(Action item):
Output every line below as it stands, dropping only the images.

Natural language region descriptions
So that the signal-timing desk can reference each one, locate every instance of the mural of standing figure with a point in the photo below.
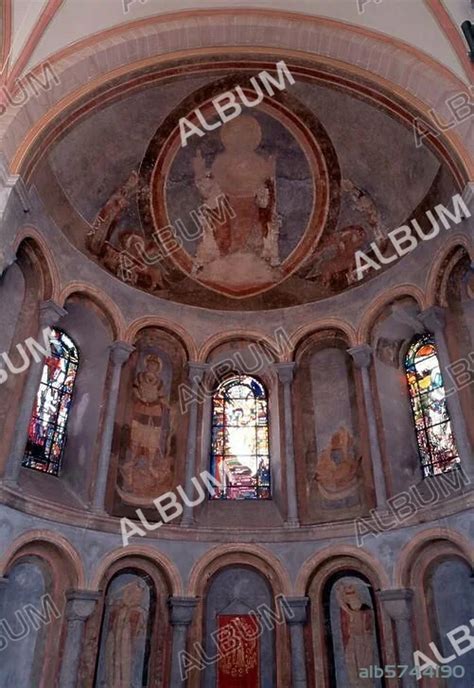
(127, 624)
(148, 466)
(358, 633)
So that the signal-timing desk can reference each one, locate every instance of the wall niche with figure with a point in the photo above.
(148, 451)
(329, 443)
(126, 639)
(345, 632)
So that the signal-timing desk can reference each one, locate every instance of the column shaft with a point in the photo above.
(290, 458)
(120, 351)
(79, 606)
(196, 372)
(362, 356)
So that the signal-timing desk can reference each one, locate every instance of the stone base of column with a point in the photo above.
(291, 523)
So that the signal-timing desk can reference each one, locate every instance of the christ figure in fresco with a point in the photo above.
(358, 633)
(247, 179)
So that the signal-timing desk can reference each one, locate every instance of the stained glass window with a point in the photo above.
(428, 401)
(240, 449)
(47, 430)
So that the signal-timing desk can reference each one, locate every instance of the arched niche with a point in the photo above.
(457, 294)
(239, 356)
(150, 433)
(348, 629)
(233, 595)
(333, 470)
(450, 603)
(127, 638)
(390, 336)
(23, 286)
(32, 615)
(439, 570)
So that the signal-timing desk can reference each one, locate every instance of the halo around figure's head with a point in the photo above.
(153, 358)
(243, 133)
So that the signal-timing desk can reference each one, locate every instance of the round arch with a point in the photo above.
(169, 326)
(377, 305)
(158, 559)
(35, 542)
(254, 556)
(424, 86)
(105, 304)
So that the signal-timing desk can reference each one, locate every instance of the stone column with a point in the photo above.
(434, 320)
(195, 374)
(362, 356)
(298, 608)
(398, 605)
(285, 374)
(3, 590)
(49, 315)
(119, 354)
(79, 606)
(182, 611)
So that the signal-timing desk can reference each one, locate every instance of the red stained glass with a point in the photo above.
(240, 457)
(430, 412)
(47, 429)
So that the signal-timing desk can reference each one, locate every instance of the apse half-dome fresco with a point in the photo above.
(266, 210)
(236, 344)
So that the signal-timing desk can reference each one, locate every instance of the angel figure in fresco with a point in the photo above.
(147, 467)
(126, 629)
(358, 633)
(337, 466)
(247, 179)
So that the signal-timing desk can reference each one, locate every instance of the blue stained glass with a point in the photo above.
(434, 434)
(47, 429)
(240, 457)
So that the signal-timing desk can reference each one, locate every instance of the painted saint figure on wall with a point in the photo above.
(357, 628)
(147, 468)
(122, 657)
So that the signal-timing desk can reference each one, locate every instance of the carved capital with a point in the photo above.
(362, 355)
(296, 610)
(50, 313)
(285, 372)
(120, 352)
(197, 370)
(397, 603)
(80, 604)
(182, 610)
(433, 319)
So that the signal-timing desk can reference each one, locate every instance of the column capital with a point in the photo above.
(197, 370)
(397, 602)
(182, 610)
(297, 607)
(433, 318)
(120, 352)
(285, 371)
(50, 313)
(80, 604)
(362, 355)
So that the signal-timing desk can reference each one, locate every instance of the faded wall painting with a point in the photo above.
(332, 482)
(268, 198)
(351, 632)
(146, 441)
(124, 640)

(Response below):
So that the signal-timing desk can reference each one, locate every instance of the mural of standing figure with a point in the photo below.
(127, 624)
(148, 466)
(358, 633)
So that the signal-timing desk can reference each one, locate every instance of the wall niche with figure with a point in the photo above.
(148, 451)
(329, 443)
(126, 639)
(345, 632)
So that the signal-timing desk can reference each one, locate every instance of the column shaft with a point in the photo above.
(290, 458)
(120, 351)
(79, 606)
(196, 372)
(362, 356)
So that the signal-timing desk can reference each one, locate every instance of the stone base of column with a point in the photo above.
(291, 523)
So that the signal-timing desk can reference each one, locate every instance of the christ figure in fresco with a point in the photo above.
(358, 633)
(247, 179)
So that the signal-timing desk can reference each one, locate every instance of the stained glass window with a point in the photo above.
(428, 401)
(240, 449)
(47, 430)
So that the signal-timing desk can reference each one, locate every instance of the arched niche with a point in the photo above.
(457, 294)
(239, 356)
(150, 433)
(348, 629)
(233, 595)
(333, 470)
(450, 603)
(127, 638)
(390, 336)
(23, 286)
(32, 615)
(439, 570)
So that the signal-timing desk can reference each one, locate every instance of the halo around figure's head with a point in the photo above.
(153, 358)
(243, 133)
So that the signal-timing desk can reference each one, locate every instance of the round arch with a point in the photo above.
(169, 326)
(377, 305)
(158, 559)
(35, 542)
(254, 556)
(424, 86)
(105, 304)
So that the signal-timing desk can reference each one, locate every instance of the stone column with a point in the photo above.
(434, 320)
(195, 374)
(362, 356)
(298, 608)
(398, 605)
(285, 374)
(3, 590)
(49, 315)
(119, 354)
(79, 606)
(182, 611)
So that the signal-timing desk can reference each one, locate every instance of the red stained glass with a point in the photo above.
(240, 457)
(430, 412)
(47, 429)
So that the signal-timing desk can reference each one, locate every instance of the apse half-dome fresco with a point in the photo above.
(266, 210)
(236, 344)
So that the signal-timing desk can reference each one, locate every instance of the angel figure in fresco with a point in the photo above.
(147, 467)
(126, 629)
(358, 633)
(337, 466)
(247, 179)
So that the signal-timing desk can reference each one, locate every instance of the blue stained glass with a point in the photo above.
(434, 434)
(47, 429)
(240, 457)
So that the signal-timing desk can reference each one, locate every instance of the painted saint figure on wall with a point in the photo above.
(357, 628)
(147, 468)
(122, 657)
So that the signal-timing desk can reference each one, locate every instance of the carved capital with a point in the photo above.
(362, 355)
(296, 610)
(50, 313)
(285, 372)
(120, 352)
(197, 370)
(397, 603)
(80, 604)
(182, 610)
(433, 319)
So that the signal-timing desk can reference each one, locate every instance of the column capital with a point in the photo above.
(197, 370)
(397, 602)
(182, 610)
(297, 607)
(433, 318)
(120, 352)
(285, 371)
(50, 313)
(80, 604)
(362, 355)
So that the signal-timing desk can reference each one, locate every instance of the faded wall painting with a point in the photo above.
(332, 482)
(268, 198)
(351, 632)
(146, 441)
(124, 640)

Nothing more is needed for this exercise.